## CONSIGNES ÉCRITES:
(1) Résumez l'extrait du document en deux phrases.
(2) Répondez à ces questions sur l'extrait du document :
(a) Quel est le nom du championnat semi-professionnel joué pendant l'été 2024 ?
(b) Quelle température faisait-il lors des essais ?
(c) Pour quels sports Taïwan est-il présenté comme un pays ?
(3) Recopiez l'extrait du document, de « Martin Baudelet » jusqu'à « pas du tout. ».

Au bout de trois saisons, j’étais devenu un très bon joueur du championnat universitaire. Je suis donc resté pendant l’été 2024 pour jouer dans un championnat semi-professionnel qui s’appelle la Ligue 1 Québec. Quand j’ai fait cette ligue-là, j’ai explosé. Et en septembre, des Taïwanais arrivent dans mon équipe universitaire. En voyant mon niveau, ils me disent : « Tu sais que tu peux jouer pour l’équipe nationale ? » Ils me filent le contact d’un agent à qui j’envoie des vidéos, et on m’a invité à faire des essais quelques semaines plus tard.

Il faisait 38 degrés, il y avait 90 % d’humidité, et j’avais 12 heures de décalage horaire dans la gueule. Et les joueurs te voient comme un étranger. Ils se disent : “C’est qui ce mec ?”

Martin Baudelet

Tu avais déjà pensé à jouer pour la sélection taïwanaise ?
Moi ? Jamais. C’est un pays de basket, de baseball, de volley-ball, mais pas de football. Je ne savais même pas qu’il y avait une sélection nationale ! Je suis né à Taïwan, et à chaque fois que j’y retournais, mes parents me disaient que j’étais le meilleur joueur de l’île. (Rires.) Alors qu’en fait, pas du tout.

Comment s’est passée cette première sélection ?

## LISTE DES DONNÉES:

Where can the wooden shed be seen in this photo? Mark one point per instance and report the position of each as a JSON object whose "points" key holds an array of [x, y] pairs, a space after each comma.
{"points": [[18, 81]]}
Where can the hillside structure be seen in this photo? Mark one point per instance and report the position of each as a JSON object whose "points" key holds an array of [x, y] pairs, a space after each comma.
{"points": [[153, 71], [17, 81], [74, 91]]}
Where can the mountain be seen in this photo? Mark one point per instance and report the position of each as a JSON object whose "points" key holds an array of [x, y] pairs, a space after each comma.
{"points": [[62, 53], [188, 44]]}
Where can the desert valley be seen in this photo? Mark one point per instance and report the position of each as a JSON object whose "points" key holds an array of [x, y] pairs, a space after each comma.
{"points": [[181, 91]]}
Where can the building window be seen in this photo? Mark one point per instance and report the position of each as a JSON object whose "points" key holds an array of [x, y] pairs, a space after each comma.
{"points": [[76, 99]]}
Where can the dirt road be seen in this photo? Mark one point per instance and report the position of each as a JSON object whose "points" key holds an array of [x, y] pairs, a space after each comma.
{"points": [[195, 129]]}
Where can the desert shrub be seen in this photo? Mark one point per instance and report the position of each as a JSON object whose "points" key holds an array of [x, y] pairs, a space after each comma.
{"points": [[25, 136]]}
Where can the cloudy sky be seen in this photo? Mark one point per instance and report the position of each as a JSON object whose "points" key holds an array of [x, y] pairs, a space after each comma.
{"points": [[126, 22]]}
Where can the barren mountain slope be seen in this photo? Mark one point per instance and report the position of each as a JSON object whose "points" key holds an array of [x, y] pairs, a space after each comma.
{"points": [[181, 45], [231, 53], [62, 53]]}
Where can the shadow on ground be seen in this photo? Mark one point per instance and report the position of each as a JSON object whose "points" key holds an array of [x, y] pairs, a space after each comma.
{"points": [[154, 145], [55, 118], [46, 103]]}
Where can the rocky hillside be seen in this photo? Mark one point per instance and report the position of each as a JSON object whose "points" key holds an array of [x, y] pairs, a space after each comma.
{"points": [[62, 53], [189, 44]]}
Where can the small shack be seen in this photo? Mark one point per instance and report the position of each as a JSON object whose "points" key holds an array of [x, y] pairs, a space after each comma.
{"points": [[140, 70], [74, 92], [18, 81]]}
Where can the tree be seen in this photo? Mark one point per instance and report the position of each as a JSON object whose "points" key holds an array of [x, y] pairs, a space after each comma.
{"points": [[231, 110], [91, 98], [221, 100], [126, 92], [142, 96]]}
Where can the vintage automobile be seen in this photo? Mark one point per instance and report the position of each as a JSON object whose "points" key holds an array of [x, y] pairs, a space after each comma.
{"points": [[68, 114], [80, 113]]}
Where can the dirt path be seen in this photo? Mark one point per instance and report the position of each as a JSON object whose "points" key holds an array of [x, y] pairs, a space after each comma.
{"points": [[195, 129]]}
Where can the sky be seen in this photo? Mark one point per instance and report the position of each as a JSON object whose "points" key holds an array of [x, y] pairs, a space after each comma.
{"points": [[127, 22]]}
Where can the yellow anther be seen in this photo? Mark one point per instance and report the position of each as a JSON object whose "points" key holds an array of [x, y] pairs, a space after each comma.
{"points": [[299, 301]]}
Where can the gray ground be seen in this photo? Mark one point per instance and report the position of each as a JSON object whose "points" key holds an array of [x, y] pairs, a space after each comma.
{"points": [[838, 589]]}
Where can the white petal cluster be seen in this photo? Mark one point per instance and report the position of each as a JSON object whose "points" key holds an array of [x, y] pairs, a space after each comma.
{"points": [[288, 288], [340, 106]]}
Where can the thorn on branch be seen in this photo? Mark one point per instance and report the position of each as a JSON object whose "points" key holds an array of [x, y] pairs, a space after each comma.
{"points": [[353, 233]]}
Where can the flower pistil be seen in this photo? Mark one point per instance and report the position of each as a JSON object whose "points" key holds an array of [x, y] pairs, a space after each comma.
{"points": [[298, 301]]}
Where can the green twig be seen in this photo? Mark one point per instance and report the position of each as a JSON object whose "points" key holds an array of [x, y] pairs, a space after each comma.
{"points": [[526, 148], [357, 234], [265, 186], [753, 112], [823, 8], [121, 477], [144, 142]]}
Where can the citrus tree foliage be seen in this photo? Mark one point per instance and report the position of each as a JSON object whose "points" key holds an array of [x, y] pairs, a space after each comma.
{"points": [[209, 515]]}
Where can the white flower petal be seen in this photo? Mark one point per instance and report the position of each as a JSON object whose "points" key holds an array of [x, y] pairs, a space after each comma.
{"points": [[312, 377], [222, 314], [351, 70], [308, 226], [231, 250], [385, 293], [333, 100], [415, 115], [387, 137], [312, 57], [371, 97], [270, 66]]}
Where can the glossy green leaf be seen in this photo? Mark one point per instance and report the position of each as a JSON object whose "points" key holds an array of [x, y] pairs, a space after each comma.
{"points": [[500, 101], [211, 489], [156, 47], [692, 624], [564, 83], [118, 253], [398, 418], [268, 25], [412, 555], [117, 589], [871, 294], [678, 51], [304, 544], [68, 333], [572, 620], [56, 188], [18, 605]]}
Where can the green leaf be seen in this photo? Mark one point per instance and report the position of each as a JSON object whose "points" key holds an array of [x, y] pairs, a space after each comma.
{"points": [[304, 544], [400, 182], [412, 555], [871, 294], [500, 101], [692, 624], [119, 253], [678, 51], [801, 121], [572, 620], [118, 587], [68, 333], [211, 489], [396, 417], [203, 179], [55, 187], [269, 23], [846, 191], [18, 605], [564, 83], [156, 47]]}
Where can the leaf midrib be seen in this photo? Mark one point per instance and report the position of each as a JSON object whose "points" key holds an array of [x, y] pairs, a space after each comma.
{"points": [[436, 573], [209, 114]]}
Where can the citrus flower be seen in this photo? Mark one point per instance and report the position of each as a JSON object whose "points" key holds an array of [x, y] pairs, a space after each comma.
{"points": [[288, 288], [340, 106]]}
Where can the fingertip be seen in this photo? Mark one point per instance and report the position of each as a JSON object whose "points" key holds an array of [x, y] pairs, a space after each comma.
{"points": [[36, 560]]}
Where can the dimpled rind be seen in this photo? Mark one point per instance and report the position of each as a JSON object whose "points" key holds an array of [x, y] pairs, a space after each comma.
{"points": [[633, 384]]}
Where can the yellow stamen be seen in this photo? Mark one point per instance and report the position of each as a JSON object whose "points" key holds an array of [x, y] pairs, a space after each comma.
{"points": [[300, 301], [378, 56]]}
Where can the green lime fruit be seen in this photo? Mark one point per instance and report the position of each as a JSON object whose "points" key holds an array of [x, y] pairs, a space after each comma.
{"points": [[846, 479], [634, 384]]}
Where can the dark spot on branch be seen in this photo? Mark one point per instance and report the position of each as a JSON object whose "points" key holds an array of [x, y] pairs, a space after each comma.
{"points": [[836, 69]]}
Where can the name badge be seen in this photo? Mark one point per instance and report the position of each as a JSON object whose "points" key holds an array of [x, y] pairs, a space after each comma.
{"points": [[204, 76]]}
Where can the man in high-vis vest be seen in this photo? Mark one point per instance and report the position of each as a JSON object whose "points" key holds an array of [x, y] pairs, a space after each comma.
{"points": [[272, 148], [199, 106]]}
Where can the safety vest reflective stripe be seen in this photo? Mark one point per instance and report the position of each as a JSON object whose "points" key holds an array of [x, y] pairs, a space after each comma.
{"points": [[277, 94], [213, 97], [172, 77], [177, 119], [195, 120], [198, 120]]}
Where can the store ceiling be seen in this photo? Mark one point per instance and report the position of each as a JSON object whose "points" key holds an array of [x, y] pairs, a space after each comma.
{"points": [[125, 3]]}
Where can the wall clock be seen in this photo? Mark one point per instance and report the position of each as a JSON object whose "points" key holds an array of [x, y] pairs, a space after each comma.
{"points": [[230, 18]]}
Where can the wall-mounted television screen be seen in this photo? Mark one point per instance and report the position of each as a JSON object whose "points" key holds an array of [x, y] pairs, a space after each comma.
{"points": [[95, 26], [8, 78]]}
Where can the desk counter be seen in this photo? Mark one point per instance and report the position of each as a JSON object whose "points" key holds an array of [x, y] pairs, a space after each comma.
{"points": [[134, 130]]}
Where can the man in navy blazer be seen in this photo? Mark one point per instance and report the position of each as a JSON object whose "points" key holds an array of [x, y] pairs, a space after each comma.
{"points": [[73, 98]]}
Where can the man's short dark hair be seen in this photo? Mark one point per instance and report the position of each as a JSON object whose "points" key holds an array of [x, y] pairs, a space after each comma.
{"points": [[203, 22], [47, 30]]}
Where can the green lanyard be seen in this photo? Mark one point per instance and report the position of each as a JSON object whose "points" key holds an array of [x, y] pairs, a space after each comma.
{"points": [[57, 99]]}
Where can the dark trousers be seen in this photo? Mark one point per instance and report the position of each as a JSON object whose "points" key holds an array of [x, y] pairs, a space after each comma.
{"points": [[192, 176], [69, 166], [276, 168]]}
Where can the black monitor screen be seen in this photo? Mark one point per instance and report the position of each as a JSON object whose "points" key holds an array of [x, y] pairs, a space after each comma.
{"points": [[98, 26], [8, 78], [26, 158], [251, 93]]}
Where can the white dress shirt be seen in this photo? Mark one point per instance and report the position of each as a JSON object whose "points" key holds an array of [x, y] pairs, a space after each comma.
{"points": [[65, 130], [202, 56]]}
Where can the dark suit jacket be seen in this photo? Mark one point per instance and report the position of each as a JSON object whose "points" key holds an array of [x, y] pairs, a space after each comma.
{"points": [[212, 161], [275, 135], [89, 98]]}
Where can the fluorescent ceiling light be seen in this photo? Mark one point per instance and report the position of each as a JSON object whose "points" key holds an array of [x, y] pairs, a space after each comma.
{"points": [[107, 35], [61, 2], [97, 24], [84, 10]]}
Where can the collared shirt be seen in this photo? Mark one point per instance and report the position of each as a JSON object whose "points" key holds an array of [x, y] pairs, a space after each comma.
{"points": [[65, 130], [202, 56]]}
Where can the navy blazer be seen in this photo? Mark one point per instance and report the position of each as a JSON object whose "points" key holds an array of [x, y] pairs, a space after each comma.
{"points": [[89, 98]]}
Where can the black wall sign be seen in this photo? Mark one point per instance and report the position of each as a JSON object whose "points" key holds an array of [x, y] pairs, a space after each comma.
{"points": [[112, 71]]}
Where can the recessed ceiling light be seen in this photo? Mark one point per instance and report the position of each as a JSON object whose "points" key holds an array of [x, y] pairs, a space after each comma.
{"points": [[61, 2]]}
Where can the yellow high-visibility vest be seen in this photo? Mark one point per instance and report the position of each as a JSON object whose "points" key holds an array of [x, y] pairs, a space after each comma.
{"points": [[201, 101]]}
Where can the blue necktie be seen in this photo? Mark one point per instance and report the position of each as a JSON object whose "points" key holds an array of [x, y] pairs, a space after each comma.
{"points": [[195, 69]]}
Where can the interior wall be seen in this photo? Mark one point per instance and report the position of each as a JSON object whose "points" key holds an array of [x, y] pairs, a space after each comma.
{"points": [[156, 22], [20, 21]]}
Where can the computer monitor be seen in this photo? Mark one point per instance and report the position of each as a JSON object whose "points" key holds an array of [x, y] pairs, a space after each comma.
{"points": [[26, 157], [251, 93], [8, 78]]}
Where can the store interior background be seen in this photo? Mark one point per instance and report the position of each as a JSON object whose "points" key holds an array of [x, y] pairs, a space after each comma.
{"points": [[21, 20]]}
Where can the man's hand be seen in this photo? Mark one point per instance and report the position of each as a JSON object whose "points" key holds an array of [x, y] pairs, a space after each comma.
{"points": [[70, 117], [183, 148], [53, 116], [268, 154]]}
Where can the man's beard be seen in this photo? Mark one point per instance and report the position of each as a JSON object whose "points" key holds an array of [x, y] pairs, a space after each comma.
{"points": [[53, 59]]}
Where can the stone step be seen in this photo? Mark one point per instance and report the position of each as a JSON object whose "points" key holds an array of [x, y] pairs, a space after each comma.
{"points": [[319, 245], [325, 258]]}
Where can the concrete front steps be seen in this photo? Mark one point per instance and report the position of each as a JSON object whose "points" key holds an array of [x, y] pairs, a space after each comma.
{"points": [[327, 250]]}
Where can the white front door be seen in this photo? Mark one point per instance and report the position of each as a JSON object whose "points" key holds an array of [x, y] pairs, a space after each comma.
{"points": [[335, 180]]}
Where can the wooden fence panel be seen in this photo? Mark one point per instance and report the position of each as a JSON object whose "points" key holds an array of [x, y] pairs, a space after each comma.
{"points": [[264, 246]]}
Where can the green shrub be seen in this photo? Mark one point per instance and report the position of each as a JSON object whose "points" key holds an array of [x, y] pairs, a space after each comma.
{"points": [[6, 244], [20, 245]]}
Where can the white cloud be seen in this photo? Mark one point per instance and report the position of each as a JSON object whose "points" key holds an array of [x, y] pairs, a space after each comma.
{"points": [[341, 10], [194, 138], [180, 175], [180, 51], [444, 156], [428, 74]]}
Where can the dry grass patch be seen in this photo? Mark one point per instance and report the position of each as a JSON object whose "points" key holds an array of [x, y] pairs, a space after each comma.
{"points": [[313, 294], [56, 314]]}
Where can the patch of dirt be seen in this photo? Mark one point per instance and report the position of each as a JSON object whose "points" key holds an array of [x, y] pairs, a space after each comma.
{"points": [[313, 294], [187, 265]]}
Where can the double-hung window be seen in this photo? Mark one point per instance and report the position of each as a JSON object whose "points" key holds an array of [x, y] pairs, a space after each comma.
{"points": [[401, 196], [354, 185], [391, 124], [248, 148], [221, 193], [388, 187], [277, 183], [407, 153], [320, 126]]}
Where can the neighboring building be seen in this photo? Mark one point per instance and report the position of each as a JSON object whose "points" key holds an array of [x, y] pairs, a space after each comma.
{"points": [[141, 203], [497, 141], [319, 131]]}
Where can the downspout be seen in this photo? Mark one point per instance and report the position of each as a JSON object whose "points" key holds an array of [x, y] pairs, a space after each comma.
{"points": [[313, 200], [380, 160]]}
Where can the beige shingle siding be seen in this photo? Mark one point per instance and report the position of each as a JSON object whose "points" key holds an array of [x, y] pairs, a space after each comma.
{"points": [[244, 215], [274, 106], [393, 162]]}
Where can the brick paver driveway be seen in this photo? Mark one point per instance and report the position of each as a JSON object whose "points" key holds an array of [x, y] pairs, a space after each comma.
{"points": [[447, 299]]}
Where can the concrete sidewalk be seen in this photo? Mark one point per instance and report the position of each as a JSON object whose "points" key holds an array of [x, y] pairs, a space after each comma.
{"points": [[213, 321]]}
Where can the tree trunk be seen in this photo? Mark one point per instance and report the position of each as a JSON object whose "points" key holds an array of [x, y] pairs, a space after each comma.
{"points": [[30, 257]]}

## RÉSULTATS DES EXERCICES:
(1) Après trois saisons en championnat universitaire, le joueur a explosé pendant l'été 2024 en Ligue 1 Québec, puis des Taïwanais arrivés dans son équipe lui ont dit qu'il pouvait jouer pour l'équipe nationale. Il a envoyé des vidéos à un agent et a été invité à des essais, alors qu'il n'avait jamais pensé à cette sélection et ne savait même pas qu'elle existait.

(2)
(a) La Ligue 1 Québec.
(b) 38 degrés.
(c) Le basket, le baseball et le volley-ball.

(3)
Martin Baudelet

Tu avais déjà pensé à jouer pour la sélection taïwanaise ?
Moi ? Jamais. C’est un pays de basket, de baseball, de volley-ball, mais pas de football. Je ne savais même pas qu’il y avait une sélection nationale ! Je suis né à Taïwan, et à chaque fois que j’y retournais, mes parents me disaient que j’étais le meilleur joueur de l’île. (Rires.) Alors qu’en fait, pas du tout.